— START DOCUMENT PASSAGE —
SECURITIES AND EXCHANGE COMMISSION
WASHINGTON, D.C. 20549
PURSUANT TO SECTION 13 OR 15(d)
OF THE SECURITIES EXCHANGE ACT OF 1934
December 17, 2018
Date of Report (Date of earliest event reported)
Fidelity Southern Corporation
(Exact name of registrant as specified in its charter)
(State or other jurisdiction
3490 Piedmont Road, Suite 1550
Atlanta, Georgia 30305
(Address of principal executive offices)
(Registrant’s telephone number, including area code)
Check the appropriate box below if the Form 8-K filing is intended to simultaneously satisfy the filing obligation of the registrant under any of the
☒ Written communications pursuant to Rule 425 under the Securities Act (17 CFR 230.425)
☐ Soliciting material pursuant to Rule 14a-12
under the Exchange Act (17 CFR 240.14a-12)
☐ Pre-commencement communications pursuant to
Rule 14d-2(b) under the Exchange Act (17 CFR 240.14d-2(b))
☐ Pre-commencement communications pursuant to
Rule 13e-4(c) under the Exchange Act (17 CFR 240.13e-4(c))
— END DOCUMENT PASSAGE —
— START ITEMS —
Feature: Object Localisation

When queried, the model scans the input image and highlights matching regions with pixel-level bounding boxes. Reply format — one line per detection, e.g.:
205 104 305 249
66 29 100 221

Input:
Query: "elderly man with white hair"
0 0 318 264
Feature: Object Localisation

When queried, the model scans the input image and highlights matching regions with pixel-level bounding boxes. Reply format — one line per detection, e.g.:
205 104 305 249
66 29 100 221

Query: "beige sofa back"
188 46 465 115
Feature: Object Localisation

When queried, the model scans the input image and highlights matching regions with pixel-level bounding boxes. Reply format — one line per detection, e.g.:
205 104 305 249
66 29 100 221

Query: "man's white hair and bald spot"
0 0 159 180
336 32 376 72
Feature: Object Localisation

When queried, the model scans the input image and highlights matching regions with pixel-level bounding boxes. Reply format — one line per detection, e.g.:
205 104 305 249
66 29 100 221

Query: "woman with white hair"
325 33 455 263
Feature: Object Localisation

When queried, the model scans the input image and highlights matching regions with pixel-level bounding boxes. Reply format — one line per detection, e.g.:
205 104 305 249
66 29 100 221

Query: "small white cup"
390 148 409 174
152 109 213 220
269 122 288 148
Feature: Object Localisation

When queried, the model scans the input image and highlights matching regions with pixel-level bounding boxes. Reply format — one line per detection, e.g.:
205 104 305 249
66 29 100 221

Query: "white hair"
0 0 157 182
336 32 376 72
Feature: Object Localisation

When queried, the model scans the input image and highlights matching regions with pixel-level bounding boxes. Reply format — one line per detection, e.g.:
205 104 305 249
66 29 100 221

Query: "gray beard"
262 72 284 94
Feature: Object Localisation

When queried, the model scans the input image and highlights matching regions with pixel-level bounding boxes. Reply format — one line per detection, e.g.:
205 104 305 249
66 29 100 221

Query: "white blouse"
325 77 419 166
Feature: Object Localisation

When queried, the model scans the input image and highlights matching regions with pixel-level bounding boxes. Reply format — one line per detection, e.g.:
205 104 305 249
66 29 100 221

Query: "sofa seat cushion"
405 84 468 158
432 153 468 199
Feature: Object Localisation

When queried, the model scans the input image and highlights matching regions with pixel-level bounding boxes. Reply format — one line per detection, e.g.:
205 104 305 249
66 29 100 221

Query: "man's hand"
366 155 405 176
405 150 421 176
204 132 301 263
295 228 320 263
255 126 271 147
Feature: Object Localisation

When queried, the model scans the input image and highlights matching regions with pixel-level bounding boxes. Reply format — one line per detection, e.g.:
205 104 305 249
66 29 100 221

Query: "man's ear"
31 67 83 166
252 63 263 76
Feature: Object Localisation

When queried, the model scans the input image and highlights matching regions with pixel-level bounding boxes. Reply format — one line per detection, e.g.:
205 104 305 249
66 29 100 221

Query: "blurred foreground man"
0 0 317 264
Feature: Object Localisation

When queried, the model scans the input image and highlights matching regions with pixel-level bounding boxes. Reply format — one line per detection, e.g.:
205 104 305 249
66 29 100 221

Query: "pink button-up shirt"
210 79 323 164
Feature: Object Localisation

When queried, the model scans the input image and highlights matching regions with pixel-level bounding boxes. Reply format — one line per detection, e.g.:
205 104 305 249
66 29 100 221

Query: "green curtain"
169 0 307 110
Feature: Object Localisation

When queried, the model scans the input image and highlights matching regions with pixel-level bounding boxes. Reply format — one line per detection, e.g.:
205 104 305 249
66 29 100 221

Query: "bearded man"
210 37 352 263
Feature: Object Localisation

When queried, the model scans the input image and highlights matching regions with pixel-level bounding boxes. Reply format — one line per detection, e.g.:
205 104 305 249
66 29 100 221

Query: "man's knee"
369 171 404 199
— END ITEMS —
▶ REQUESTS
- a) Determine whether each of the following statements agrees with the filing cover page, answering yes or no and quoting the deciding words: (i) the registrant's principal executive offices are located in Atlanta, Georgia; (ii) the box for soliciting material pursuant to Rule 14a-12 is checked; (iii) the date of the report is December 17, 2018.
- b) Transcribe the part of the filing cover page that begins with the words "Check the appropriate" and ends after the words "(17 CFR 230.425)".

▶ EXPECTED RESPONSES
- a)
(i) Yes: "Atlanta, Georgia 30305"
(ii) No: "☐ Soliciting material pursuant to Rule 14a-12"
(iii) Yes: "December 17, 2018"

- b)
Check the appropriate box below if the Form 8-K filing is intended to simultaneously satisfy the filing obligation of the registrant under any of the
☒ Written communications pursuant to Rule 425 under the Securities Act (17 CFR 230.425)